- [EXTRACT PROVIDED]:

****************

Email Security - let's start with a short example:
Alice and Bob are upgrading from a long friendship in letter writing to the faster 21st-century version of email communication. But before getting started, Alice and Bob should understand that email also carries a level of risk and learn what some of the requirements are to mitigate those risks.
First, let’s have a look at how emails are sent.
Alice wants to email Bob who is not online; she uses SMTP (Simple Mail Transfer Protocol) to deliver the email from her server to Bob’s where it is then stored on a POP server (Post Office Protocol).
Once online, Bob can download the message from the POP server to his computer or mobile device and read it.
To use another example, Alice may work for a school or organisation. If she wants to email Bob from her work email, all her emails will be routed through a work server to Bob’s POP server and eventually his device.
You can look at the chain of communication as a string of attack vectors, where each area is a possible opportunity for a cyberattack or data breach, as follows:
- Alice and her system
- Alice’s organisation’s (or her own) SMTP server
- Alice’s or Alice’s work ISP (Internet Service Provider)

****************

- [PROVIDED MATERIAL]:
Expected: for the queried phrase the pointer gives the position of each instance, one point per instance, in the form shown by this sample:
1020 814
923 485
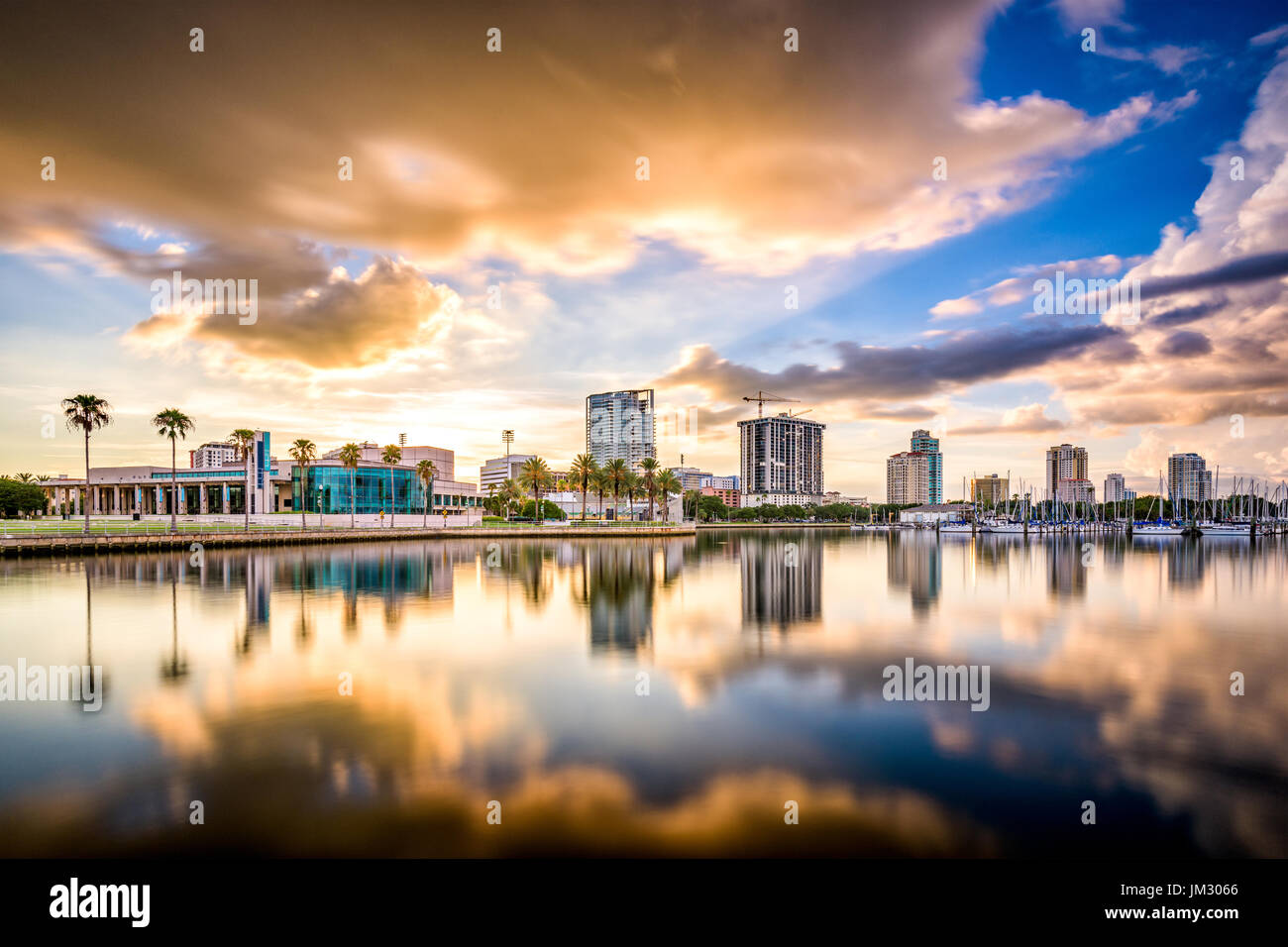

****************

- [ASSIGNED TASK]: Using the email security text above, decide whether each statement agrees with it. Answer yes or no for each, and quote the words of the text that decide it. 1. Bob downloads the message from the POP server once he is online. 2. Alice uses POP to deliver the email from her server to Bob's. 3. Alice's ISP appears in the chain of communication as one of the possible attack vectors.

- [YOUR SOLUTION]:
1. Yes: "Once online, Bob can download the message from the POP server to his computer or mobile device and read it."
2. No: "she uses SMTP (Simple Mail Transfer Protocol) to deliver the email from her server to Bob’s"
3. Yes: "Alice’s or Alice’s work ISP (Internet Service Provider)"